■ Teks Bacaan ■
____________

MAKASSAR – Membicarakan MIWF tentu saja sangat erat kaitannya dan tidak bisa lepas dari peran mendiang Lily Yulianti Farid. Minggu (11/06/2023), teman-teman MIWF datang ke Museum I Lagaligo untuk mengenang karya-karya Lily dalam program “Literary Lily”.
Sahabat-sahabat terdekat Lily pun turut hadir dalam Literary Lily dan membacakan beberapa karya milik Lily yang mereka cintai, dalam hal ini Maria Pankratia dan Mariati Atkah yang hadir melalui zoom live, Shinta Febriany, Intan Paramaditha, Aan Mansyur, Riri Riza serta Dewi “Dee” Lestari yang telah membawa karya-karya favorit Lily untuk mereka bacakan.
Intan Paramadhita, yang juga menggagas PERIOD bersama Lily, kali ini bertindak sebagai moderator.
“Awal tahun ini saya dan Kak Lily sempat berinisiatif untuk membuat workshop menulis. Sayangnya, tidak sempat kami wujudkan dan saya mengusulkan agar dialihkan menjadi program pembacaan karya Kak Lily untuk mengenangnya,” jelas Intan.
Pembacaan pertama dimulai dengan cerpen Lily yang berjudul “Makkunrai” oleh Shinta Febriany. Sebelum membacakan, ia mengaku hampir tak kuasa untuk turut berpartisipasi dalam program ini, tidak yakin bahwa ia cukup kuat untuk membahas karya Lily.
Shinta membacakan Makkunrai, bercerita tentang seorang perempuan yang selama hidup dikuasai dan dibawah bayang-bayang sang kakek. Suatu hari, ia diusulkan untuk pergi oleh ayahnya agar tidak dikawinkan seperti kelima kakaknya, mengingat Makkunrai sangat ambisius mengenai pendidikannya.
Shinta mengungkapkan, Lily selalu menyelipkan kritikan terhadap realitas yang tak sepatutnya terjadi dalam berbagai karyanya. Ia mengkombinasikan pengalamannya sebagai wanita Bugis juga wanita yang berpikiran kosmopolitan.
“Kritiknya sungguh ringan, disertai kejenakaan, namun ada sesuatu yang menusuk seolah-olah bukan protes melainkan perlawanan,” jelas Shinta, saat membahas Makkunrai.
“Pembenci Jakarta” karya Lily pun turut dibacakan oleh Aan Mansyur dan Riri Riza. Aan Mansyur membenarkan pernyataan Shinta mengenai karya Lily, yang sungguh bisa dirasakan oleh masyarakat yang hidup dalam tradisi suku Bugis. Pembenci Jakarta merupakan cerita tentang seorang perempuan sarjana pertanian yang merantau ke Jakarta, yang pulang ke kampung halaman untuk menggarap tanah warisan ayahnya. Karya ini merupakan kritikan untuk orang yang pergi merantau ke Jakarta dan pulang bukan sebagai dirinya lagi, yang “menjelma” menjadi warga Jakarta.
Riri juga mengaitkan pengalaman pribadinya yang hampir mirip dengan “Pembenci Jakarta”. Riri menyebut, ia takjub dengan cara Lily menyampaikan gagasan melalui narasinya.

____________

■ Daftar Catatan ■
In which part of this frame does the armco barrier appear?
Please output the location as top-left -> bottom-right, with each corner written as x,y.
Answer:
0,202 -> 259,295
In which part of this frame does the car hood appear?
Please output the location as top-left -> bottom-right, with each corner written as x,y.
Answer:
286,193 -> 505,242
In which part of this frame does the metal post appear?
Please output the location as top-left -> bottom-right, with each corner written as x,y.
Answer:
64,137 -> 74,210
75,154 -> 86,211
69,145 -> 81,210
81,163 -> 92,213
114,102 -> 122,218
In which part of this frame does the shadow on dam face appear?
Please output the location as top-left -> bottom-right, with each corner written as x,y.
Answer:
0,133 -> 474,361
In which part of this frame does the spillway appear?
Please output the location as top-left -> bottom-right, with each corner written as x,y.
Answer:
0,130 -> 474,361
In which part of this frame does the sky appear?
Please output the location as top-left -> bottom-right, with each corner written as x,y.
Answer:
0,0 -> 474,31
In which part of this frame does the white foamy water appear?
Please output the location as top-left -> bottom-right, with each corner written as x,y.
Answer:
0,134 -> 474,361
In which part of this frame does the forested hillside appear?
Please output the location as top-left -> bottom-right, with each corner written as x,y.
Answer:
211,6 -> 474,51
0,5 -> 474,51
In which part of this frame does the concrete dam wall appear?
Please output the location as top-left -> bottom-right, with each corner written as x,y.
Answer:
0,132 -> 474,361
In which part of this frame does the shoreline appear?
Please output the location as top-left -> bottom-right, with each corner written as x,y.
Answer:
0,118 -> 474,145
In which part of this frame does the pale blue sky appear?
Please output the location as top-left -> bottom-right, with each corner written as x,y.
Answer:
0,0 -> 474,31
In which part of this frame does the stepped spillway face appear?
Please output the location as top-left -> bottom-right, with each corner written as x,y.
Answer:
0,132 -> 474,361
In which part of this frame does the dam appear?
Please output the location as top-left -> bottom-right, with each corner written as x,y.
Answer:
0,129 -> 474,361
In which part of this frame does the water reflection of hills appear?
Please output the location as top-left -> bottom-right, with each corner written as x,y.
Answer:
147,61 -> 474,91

____________

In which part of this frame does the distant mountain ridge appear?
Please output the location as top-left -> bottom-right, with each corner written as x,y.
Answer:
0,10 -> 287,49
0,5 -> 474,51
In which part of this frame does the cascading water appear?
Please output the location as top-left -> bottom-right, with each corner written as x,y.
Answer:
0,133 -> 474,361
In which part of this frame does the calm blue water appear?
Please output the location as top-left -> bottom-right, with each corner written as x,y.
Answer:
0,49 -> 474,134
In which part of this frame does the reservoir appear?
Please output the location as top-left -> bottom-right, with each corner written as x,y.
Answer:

____________

■ Tugas Latihan ■
A: Ubah catatan dari baris yang memuat "In which part of this frame does the shoreline" sampai baris yang memuat "147,61 -> 474,91" menjadi CSV dua kolom berjudul permintaan dan jawaban. Buat satu baris untuk setiap permintaan, dengan tiap isian dalam satu kolom bertanda kutip dan setiap pindah baris diganti spasi.
B: Lanjutkan teks tentang program Literary Lily mulai setelah kalimat terakhirnya.

■ Hasil Latihan ■
A:
permintaan,jawaban
"In which part of this frame does the shoreline appear? Please output the location as top-left -> bottom-right, with each corner written as x,y. Answer:","0,118 -> 474,145"
"In which part of this frame does the pale blue sky appear? Please output the location as top-left -> bottom-right, with each corner written as x,y. Answer:","0,0 -> 474,31"
"In which part of this frame does the stepped spillway face appear? Please output the location as top-left -> bottom-right, with each corner written as x,y. Answer:","0,132 -> 474,361"
"In which part of this frame does the dam appear? Please output the location as top-left -> bottom-right, with each corner written as x,y. Answer:","0,129 -> 474,361"
"In which part of this frame does the water reflection of hills appear? Please output the location as top-left -> bottom-right, with each corner written as x,y. Answer:","147,61 -> 474,91"

B:
“Lily Yulianti Farid, sangat pantas untuk dikenang dalam berbagai levelnya sebagai organisatoris, aktivis dan sastrawan,” tutur Riri.
Lalu, Maria Pankratia dengan cerpen “Dapur”. Menceritakan tentang perempuan yang tumbuh besar membantu Ibunya dalam kegiatan di dapur dan kecintaannya terhadap Pulau Jawa.
“Kak Lily selalu mempunyai cara untuk menyampaikan kegelisahannya tentang isu-isu apa yang ada di sekitarnya,”
Maria mengambil beberapa hal dari cerpen Dapur yang dibaginya dengan teman MIWF. Salah satunya judul yang terasa personal baginya, Lily menulis mau tidak mau sebagai seorang anak perempuan, harus terlibat aktif di kegiatan dapur. Maria mengungkapkan bahwa ada ketulusan dan detail yang ditulis Lily, pembaca turut merasakan hal tersebut
Dalam karya-karyanya, Lily selalu berusaha menampilkan perspektif perempuan, seperti kata Mariati Atkah dalam “Ayah Rembulan, Engkau Matahari,” yang menampilkan narasi dengan tiga generasi perempuan yang hidup di zaman pemberontakan.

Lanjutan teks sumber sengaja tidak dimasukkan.